MATERIAL FOR THE TASK:
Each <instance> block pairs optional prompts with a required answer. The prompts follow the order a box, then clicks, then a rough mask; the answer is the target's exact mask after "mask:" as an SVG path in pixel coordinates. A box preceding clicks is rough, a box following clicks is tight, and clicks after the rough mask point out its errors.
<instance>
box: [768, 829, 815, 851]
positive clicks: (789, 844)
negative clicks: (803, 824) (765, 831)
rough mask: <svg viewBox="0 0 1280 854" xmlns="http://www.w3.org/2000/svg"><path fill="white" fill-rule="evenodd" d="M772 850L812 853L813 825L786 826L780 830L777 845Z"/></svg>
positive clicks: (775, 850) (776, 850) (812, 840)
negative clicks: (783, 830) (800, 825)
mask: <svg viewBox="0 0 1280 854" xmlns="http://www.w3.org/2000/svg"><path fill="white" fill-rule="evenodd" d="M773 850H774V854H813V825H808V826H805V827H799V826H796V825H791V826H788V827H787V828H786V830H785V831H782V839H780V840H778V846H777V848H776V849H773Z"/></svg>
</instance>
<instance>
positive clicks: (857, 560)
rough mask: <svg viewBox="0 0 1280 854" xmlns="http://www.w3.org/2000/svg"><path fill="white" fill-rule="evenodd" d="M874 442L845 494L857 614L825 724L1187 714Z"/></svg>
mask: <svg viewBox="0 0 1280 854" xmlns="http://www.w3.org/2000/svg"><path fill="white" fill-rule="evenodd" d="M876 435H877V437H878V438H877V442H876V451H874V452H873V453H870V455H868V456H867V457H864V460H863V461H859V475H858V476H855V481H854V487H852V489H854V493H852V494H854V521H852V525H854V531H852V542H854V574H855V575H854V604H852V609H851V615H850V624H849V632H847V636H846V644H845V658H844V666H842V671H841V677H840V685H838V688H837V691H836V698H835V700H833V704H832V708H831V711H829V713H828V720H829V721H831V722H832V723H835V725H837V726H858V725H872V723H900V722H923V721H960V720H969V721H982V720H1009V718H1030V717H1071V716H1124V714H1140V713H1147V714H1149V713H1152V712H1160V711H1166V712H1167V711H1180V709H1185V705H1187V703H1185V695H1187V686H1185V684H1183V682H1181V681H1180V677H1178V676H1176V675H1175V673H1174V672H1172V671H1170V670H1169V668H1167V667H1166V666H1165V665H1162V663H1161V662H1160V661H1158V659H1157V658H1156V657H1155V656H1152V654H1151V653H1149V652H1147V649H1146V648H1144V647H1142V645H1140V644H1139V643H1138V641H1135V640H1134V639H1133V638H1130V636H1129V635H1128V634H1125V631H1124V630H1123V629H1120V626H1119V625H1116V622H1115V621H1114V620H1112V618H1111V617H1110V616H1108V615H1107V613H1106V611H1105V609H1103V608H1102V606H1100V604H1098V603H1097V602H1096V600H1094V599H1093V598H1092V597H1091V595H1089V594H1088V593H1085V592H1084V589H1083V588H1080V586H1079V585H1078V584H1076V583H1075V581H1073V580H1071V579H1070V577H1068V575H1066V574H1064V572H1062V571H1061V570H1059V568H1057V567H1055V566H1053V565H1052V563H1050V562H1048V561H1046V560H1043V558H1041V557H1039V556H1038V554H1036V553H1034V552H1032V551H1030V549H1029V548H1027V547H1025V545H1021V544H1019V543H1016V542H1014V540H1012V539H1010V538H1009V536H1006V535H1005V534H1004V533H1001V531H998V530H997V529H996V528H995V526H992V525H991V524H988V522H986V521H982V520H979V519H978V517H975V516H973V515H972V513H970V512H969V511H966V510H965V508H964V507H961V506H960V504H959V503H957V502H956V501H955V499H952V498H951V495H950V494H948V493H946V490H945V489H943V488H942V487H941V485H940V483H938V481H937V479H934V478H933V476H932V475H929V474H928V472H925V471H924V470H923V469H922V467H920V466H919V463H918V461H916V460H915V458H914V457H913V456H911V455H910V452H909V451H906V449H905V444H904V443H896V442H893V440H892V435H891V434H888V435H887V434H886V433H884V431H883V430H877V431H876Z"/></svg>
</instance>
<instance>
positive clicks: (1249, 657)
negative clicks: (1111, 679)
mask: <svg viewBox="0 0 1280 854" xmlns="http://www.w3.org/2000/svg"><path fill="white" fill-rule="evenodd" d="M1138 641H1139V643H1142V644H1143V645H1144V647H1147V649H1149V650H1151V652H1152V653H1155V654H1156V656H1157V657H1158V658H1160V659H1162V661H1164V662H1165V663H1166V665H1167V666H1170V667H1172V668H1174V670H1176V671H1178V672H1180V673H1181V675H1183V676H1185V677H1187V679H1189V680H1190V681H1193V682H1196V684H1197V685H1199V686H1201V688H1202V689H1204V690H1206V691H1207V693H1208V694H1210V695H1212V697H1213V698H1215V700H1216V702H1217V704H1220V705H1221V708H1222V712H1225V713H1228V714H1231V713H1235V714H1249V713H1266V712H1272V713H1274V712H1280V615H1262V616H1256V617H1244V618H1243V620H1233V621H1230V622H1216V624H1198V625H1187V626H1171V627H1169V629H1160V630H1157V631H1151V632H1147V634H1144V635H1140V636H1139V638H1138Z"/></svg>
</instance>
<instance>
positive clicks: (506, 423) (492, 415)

WHAT IS BEING ASKED:
Every line in the entries above that has the word "positive" should be identified and copied.

EXERCISE RESULT:
positive clicks: (789, 844)
positive clicks: (775, 850) (776, 850) (812, 840)
positive clicks: (857, 560)
positive clicks: (1249, 657)
positive clicks: (506, 423) (492, 415)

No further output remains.